Extract to read Block Start

In several SEA countries, contractual purchase of electricity is governed by power purchase agreements (PPAs) wherein the offtaker is obligated to buy the entire electricity, at a floor or ceiling price. Covid-19 has led to a situation of oversupply and a utility like Indonesia’s PLN is now in a situation where it must pay for the capacity even when it does not need it. However, Meralco, an electric distribution utility in the Philippines, has invoked force majeure in several PPAs during the lockdown. Meanwhile, EGAT is considering delaying the commercial operation dates of small power producer plants with PPAs due to existing overcapacity.

The pandemic also adversely disrupted the supply chain and brought project development activities to a standstill, mainly due to restrictions on movement of equipment and labour. Utilities also face the challenge of potential project cost overruns.

Issues and challenges

The majority of SEA’s power generation is through fossil fuels. The domestic reserves in SEA countries are declining, which implies that SEA may become a net importer of fossil fuels in the next few years. Many SEA countries have moved to natural gas which has also reduced the surplus of gas for export. As per the International Energy Agency (IEA), this will raise the financial burden on the SEA governments. Moreover, as the energy mix of the region is less diverse, energy security may become a challenge in the future.

A key issue is the lack of grid infrastructure for renewable energy integration. This issue is more prominent in countries like Indonesia and the Philippines where there are problems in integrating renewable energy to the national grid. Also, the national grid is fragmented because of the region’s geography.

Further, the SEA countries still have high fossil fuel subsidies, challenges in acquiring land for power projects, delayed approval processes and lack of a transparent tendering processes. In the case of renewable energy, while most countries have adopted a competitive bidding approach, majority of the countries in SEA continue to rely on feed-in tariffs (FiTs).  Also, with many developing and low-income economies in the region, low-cost financing from large international investors is a challenge in the renewable space especially in the absence of enabling policies.

Apart from these issues, the SEA region has long suffered from economic and political hardships which have hindered the development of its energy sector. Laos, Cambodia and Indonesia have high T&D losses. Electricity theft and billing/collection problems also remain key issues. High costs for grid infrastructure development have led to a slow expansion of electrification in remote areas across SEA.

Extract to read Block End

Task item
In the passage on Southeast Asia's power sector, which Philippine electric distribution utility invoked force majeure in several PPAs during the lockdown? The listing comes from a separate source.

Dataset records Block Start

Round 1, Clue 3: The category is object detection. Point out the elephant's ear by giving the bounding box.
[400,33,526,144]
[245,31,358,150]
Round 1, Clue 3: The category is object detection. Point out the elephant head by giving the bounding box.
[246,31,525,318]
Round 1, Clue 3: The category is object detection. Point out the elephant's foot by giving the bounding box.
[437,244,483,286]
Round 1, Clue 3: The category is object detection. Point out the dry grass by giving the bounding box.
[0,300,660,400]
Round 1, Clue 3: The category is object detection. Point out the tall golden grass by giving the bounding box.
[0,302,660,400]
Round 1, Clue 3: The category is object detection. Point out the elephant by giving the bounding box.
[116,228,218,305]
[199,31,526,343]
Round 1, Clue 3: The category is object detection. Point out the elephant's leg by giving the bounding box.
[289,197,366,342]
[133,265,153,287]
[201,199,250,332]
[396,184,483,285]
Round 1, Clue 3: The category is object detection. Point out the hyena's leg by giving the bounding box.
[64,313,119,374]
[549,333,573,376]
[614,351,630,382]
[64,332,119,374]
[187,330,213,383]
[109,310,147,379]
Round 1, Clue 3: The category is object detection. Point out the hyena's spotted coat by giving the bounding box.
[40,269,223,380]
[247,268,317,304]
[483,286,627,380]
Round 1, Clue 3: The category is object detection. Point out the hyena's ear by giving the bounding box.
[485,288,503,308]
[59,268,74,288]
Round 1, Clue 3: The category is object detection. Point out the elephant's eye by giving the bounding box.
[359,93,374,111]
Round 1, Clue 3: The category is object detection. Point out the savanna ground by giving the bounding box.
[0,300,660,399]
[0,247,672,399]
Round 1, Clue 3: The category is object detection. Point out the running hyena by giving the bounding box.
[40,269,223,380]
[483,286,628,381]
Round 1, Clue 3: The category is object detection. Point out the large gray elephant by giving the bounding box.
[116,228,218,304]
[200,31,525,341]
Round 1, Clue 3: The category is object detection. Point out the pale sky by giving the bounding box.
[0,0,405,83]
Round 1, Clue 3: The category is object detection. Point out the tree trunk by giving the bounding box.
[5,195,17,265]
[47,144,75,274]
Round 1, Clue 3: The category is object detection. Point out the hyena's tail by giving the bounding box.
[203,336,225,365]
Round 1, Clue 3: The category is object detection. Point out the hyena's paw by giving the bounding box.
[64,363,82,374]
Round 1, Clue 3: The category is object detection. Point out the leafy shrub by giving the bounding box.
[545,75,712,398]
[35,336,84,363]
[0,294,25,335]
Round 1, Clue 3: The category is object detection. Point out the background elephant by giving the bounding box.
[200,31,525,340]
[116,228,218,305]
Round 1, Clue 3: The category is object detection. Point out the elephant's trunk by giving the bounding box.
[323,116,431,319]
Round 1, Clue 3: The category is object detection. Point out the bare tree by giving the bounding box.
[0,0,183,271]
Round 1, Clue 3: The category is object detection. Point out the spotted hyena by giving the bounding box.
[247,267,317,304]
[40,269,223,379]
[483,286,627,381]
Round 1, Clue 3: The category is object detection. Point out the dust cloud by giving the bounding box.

Dataset records Block End

Response to the exercise
Meralco